Selected text -
==*==

Issue defining an Antlr XYZ File grammar that can consume a '\n' terminated string non greedly - antlr

I just started using Antlr4. As initial project I tasked myself with writing a Grammar for XYZ files since they are relatively simple.
At the moment it works great if there are no comments in the file.
So far this has been my progress:
grammar XYZFile;
options {
accessLevel = '';
}
molecule : nAtomsLine commentLine atom ;
nAtomsLine : nAtom NEWLINE ;
nAtom : N_ATOMS ;
atom : ( atom3d | atom2d ) NEWLINE? (atom | EOF )? ;
atom3d : symbol xCoord yCoord zCoord ;
atom2d : symbol xCoord yCoord ;
xCoord : FLOAT ;
yCoord : FLOAT ;
zCoord : FLOAT ;
symbol : SYMBOLSTR ;
commentLine : comment NEWLINE ;
comment : COMMENT? ;
NEWLINE : '\r'? '\n' ;
SYMBOLSTR : 'A' ( 'c' | 'g' | 'l' | 'm' | 'r' | 's' | 't' | 'u' )
| 'B' ( 'a' | 'e' | 'h' | 'i' | 'k' | 'r' )?
| 'C' ( 'a' | 'd' | 'e' | 'f' | 'l' | 'm' | 'n' | 'o' | 'r' | 's' | 'u' )?
| 'D' ( 'b' | 's' | 'y' )
| 'E' ( 'r' | 's' | 'u' )
| 'F' ( 'e' | 'l' | 'm' | 'r' )?
| 'G' ( 'a' | 'd' | 'e' )
| 'H' ( 'e' | 'f' | 'g' | 'o' | 's' )?
| 'I' ( 'n' | 'r' )?
| 'K' 'r'?
| 'L' ( 'a' | 'i' | 'r' | 'u' | 'v' )
| 'M' ( 'c' | 'g' | 'n' | 'o' | 't' )
| 'N' ( 'a' | 'b' | 'd' | 'e' | 'h' | 'i' | 'o' | 'p' )?
| 'O' ( 'g' | 's' )?
| 'P' ( 'a' | 'b' | 'd' | 'm' | 'o' | 'r' | 't' | 'u' )?
| 'R' ( 'a' | 'b' | 'e' | 'f' | 'g' | 'h' | 'n' | 'u' )
| 'S' ( 'b' | 'c' | 'e' | 'g' | 'i' | 'm' | 'n' | 'r' )?
| 'T' ( 'a' | 'b' | 'c' | 'e' | 'h' | 'i' | 'l' | 'm' | 's' )
| 'U' | 'V' | 'W' | 'Xe' | 'Y' 'b'?
| 'Z' ( 'n' | 'r' )

==*==

Data provided -
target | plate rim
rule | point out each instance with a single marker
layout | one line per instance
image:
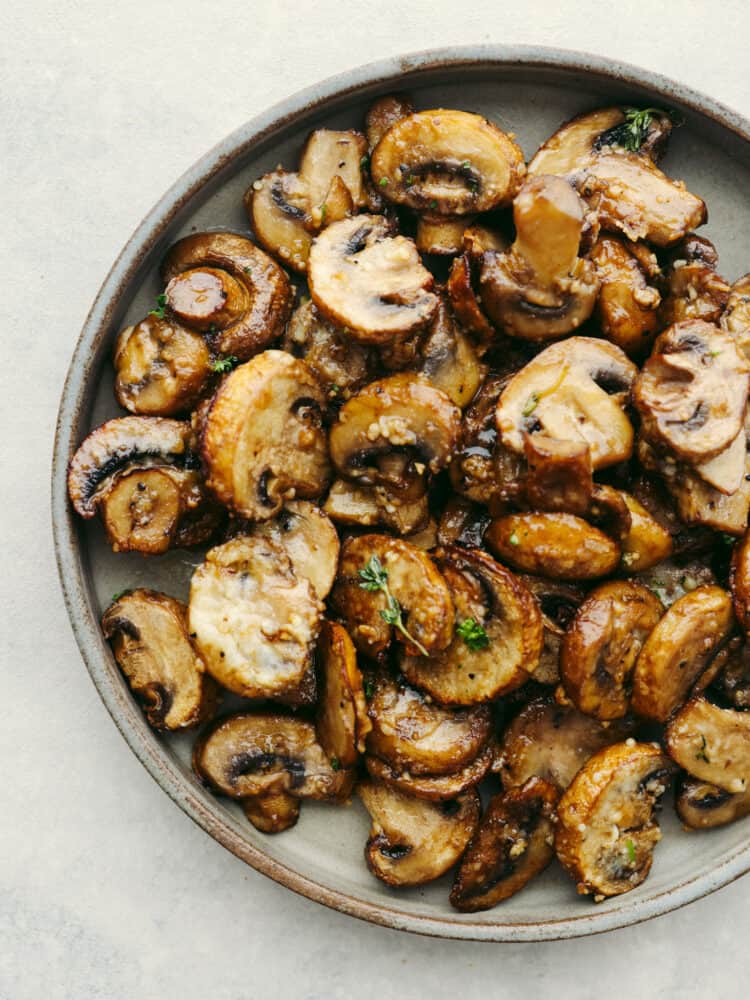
(140, 738)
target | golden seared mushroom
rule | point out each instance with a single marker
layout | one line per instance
(403, 415)
(541, 289)
(626, 308)
(602, 644)
(512, 844)
(340, 364)
(386, 589)
(606, 831)
(372, 282)
(254, 621)
(679, 649)
(413, 841)
(222, 284)
(263, 441)
(261, 754)
(558, 546)
(420, 738)
(572, 391)
(161, 368)
(149, 637)
(711, 744)
(342, 722)
(498, 637)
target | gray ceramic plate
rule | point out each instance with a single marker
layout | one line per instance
(529, 91)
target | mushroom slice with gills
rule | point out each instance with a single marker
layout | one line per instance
(702, 806)
(342, 722)
(541, 289)
(554, 545)
(255, 622)
(498, 637)
(711, 744)
(261, 754)
(386, 589)
(447, 163)
(119, 444)
(263, 441)
(413, 841)
(365, 278)
(403, 414)
(418, 737)
(553, 742)
(572, 391)
(606, 830)
(340, 364)
(223, 284)
(679, 649)
(150, 641)
(512, 844)
(626, 308)
(602, 644)
(161, 368)
(692, 391)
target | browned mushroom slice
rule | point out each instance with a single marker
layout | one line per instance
(421, 738)
(558, 546)
(626, 308)
(447, 163)
(340, 363)
(149, 637)
(260, 754)
(702, 806)
(247, 300)
(413, 841)
(255, 622)
(342, 721)
(679, 649)
(263, 441)
(572, 391)
(512, 844)
(498, 636)
(602, 645)
(389, 589)
(403, 414)
(365, 278)
(541, 289)
(161, 367)
(606, 830)
(712, 744)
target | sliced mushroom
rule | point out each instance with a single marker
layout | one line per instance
(712, 744)
(606, 830)
(149, 637)
(422, 595)
(413, 841)
(255, 622)
(679, 649)
(506, 652)
(418, 737)
(602, 644)
(558, 546)
(263, 441)
(512, 844)
(222, 283)
(572, 391)
(261, 754)
(541, 289)
(365, 278)
(447, 163)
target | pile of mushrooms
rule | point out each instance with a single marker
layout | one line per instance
(472, 502)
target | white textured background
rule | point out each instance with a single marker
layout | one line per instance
(106, 889)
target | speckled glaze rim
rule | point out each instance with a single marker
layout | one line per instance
(73, 411)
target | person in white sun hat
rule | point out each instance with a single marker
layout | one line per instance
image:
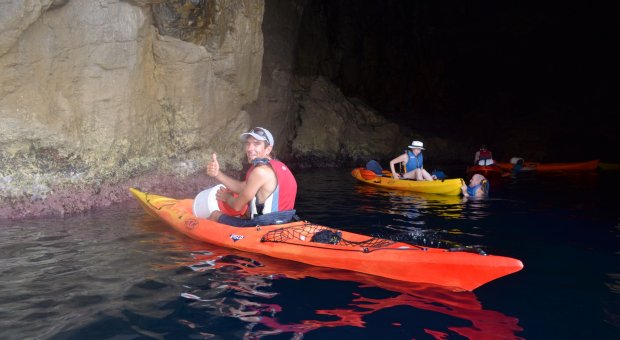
(413, 161)
(269, 188)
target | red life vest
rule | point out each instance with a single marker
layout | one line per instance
(283, 198)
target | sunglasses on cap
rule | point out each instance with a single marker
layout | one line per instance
(259, 131)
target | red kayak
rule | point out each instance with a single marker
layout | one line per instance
(535, 166)
(299, 241)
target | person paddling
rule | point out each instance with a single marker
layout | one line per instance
(269, 188)
(414, 163)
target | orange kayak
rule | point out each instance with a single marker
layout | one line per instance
(534, 166)
(458, 269)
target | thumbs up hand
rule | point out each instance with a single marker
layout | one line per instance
(213, 167)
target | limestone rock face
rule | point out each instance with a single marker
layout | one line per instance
(93, 93)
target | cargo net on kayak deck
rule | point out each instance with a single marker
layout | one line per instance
(321, 234)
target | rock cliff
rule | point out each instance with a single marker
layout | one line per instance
(100, 95)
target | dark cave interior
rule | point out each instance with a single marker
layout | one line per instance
(536, 77)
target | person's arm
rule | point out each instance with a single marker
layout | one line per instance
(399, 159)
(257, 179)
(213, 170)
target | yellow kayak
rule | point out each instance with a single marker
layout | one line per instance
(450, 186)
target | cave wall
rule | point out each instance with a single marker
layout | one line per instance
(94, 94)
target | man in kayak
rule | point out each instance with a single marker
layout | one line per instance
(483, 156)
(478, 186)
(269, 187)
(414, 163)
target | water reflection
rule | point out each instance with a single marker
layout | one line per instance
(272, 296)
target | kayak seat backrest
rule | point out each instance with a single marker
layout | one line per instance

==*==

Exercise directions -
Translate this sentence from the Antlr grammar post into Spanish: "At the moment it works great if there are no comments in the file." This data has nothing to do with the Antlr grammar post.

Result for this exercise -
Por el momento funciona muy bien si no hay comentarios en el archivo.